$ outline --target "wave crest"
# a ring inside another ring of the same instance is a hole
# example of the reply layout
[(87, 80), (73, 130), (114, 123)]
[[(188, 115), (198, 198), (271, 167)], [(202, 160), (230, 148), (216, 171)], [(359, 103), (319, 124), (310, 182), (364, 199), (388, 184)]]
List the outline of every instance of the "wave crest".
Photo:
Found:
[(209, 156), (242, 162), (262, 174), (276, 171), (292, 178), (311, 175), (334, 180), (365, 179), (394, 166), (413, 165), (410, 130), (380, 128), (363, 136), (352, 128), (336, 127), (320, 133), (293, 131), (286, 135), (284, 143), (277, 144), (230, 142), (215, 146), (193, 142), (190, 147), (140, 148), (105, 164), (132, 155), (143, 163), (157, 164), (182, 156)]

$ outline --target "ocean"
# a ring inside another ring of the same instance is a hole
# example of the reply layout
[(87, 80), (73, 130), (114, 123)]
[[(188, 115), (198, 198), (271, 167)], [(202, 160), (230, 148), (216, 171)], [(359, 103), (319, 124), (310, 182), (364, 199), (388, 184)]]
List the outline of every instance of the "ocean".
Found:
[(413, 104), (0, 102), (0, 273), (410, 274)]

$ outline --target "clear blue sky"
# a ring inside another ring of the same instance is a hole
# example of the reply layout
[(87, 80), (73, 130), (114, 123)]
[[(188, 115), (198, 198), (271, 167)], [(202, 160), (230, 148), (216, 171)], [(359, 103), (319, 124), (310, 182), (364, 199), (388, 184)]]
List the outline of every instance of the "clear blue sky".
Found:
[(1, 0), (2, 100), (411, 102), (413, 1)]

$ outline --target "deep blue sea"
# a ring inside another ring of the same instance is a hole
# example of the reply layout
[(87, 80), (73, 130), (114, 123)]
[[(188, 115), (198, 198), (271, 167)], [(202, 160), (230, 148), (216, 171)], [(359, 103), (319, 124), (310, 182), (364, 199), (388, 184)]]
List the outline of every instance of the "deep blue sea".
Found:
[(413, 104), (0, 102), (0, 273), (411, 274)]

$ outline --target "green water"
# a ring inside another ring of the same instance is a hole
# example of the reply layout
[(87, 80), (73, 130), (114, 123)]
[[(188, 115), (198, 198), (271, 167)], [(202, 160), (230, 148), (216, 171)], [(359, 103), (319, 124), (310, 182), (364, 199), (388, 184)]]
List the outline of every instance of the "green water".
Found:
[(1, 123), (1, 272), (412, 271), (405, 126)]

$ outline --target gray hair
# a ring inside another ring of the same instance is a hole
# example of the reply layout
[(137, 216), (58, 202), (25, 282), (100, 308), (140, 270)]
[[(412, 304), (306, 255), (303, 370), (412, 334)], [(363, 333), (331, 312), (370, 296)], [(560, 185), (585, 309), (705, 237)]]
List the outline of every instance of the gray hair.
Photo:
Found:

---+---

→ **Task goal**:
Copy the rows in full, from the start of the rows through the line that contains "[(413, 104), (0, 102), (0, 273), (410, 274)]", and shift every point coordinate in the answers by adding -89. Leave all other numbers, including those in the sample layouts, unchanged.

→ **Worked answer**:
$ outline --target "wave crest"
# a ring inside another ring of the same instance is a hole
# example of the reply layout
[(87, 80), (73, 130), (114, 123)]
[[(188, 115), (198, 198), (271, 167)], [(202, 160), (230, 148), (216, 171)], [(359, 103), (319, 124), (310, 182), (364, 199), (388, 184)]]
List the outline of every instance of the "wave crest".
Photo:
Found:
[(120, 67), (153, 73), (173, 85), (187, 82), (203, 89), (222, 86), (245, 91), (276, 90), (305, 77), (324, 76), (321, 41), (291, 39), (274, 47), (263, 39), (247, 38), (231, 44), (204, 42), (197, 46), (195, 54), (188, 55), (141, 53), (126, 57), (104, 53), (101, 58), (51, 59), (16, 75), (43, 66), (54, 74), (68, 75), (93, 67)]

$ outline --target "ocean"
# a ring inside another ring of the same instance is a hole
# example of the reply layout
[(87, 80), (73, 130), (114, 123)]
[[(188, 115), (198, 198), (271, 167)], [(202, 160), (230, 148), (216, 171)], [(359, 103), (319, 124), (310, 182), (364, 199), (388, 184)]]
List the outline of every instance of the "ocean".
Found:
[(324, 15), (-89, 13), (-89, 184), (321, 185)]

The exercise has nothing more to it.